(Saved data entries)
_ _ _ _ _ _ _

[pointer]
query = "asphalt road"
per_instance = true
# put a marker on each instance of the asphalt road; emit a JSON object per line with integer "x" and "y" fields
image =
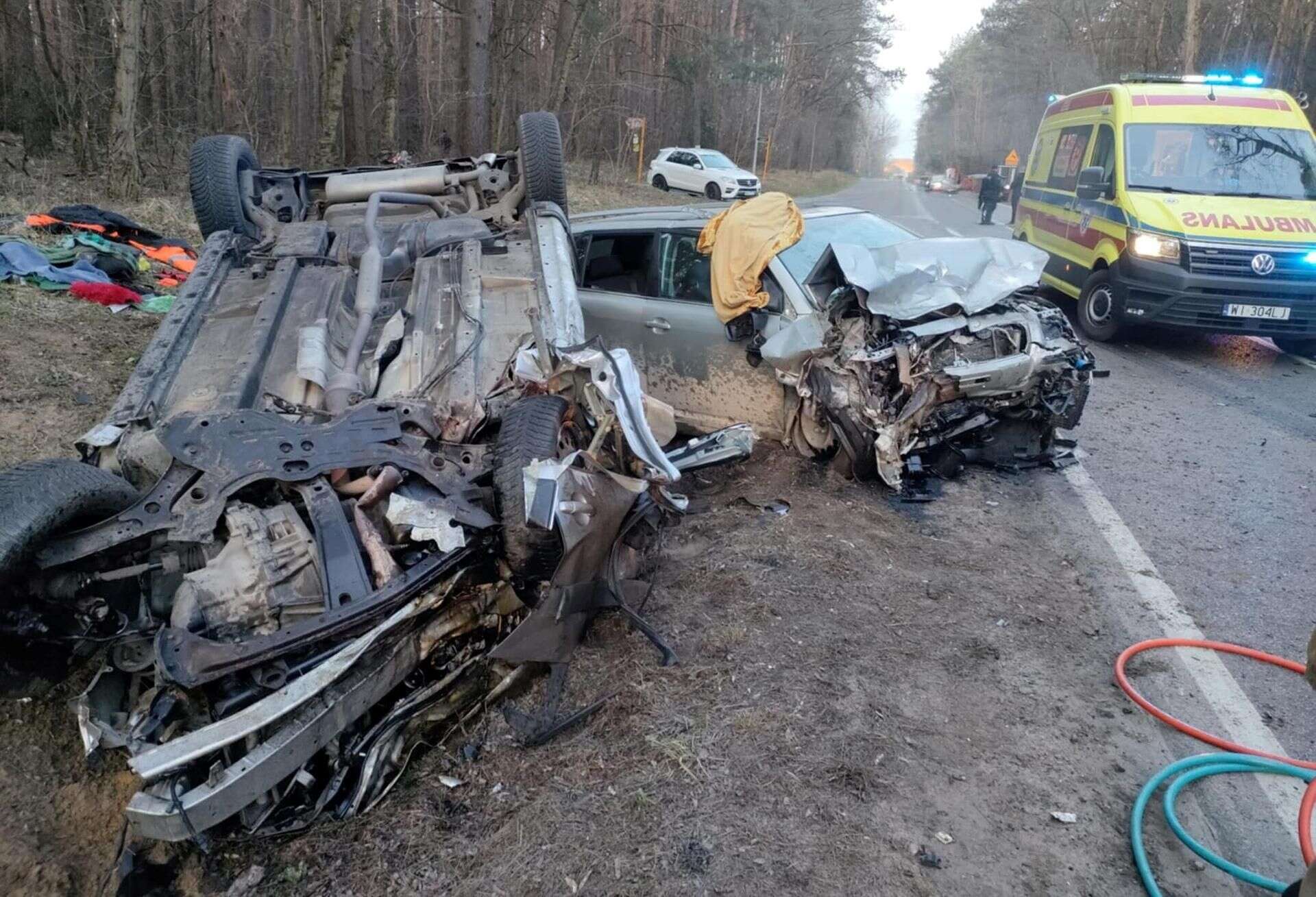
{"x": 1206, "y": 449}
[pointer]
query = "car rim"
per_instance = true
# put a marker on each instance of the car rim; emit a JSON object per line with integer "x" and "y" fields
{"x": 1099, "y": 306}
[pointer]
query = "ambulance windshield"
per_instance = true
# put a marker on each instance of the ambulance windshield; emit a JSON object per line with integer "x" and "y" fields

_ _ _ _ _ _ _

Reproduce every line of the listing above, requests included, and shift each x and y coordinate in the answers up by 49. Omit the pictures.

[pointer]
query = "asphalt road"
per_instance = true
# put a marker on each instance of the asphalt road; emit a JSON object per line with integer "x" and "y" fields
image =
{"x": 1255, "y": 498}
[pointer]
query = "car rim"
per_instance = true
# put a marker on each instance of the car rim; emit a JSON object per line with integer "x" and "y" fields
{"x": 1148, "y": 355}
[pointer]
query = "ambulance windshield"
per_instance = true
# put a marker on each instance of the ambulance windshield; emit a JSON object per line with integer "x" and "y" fields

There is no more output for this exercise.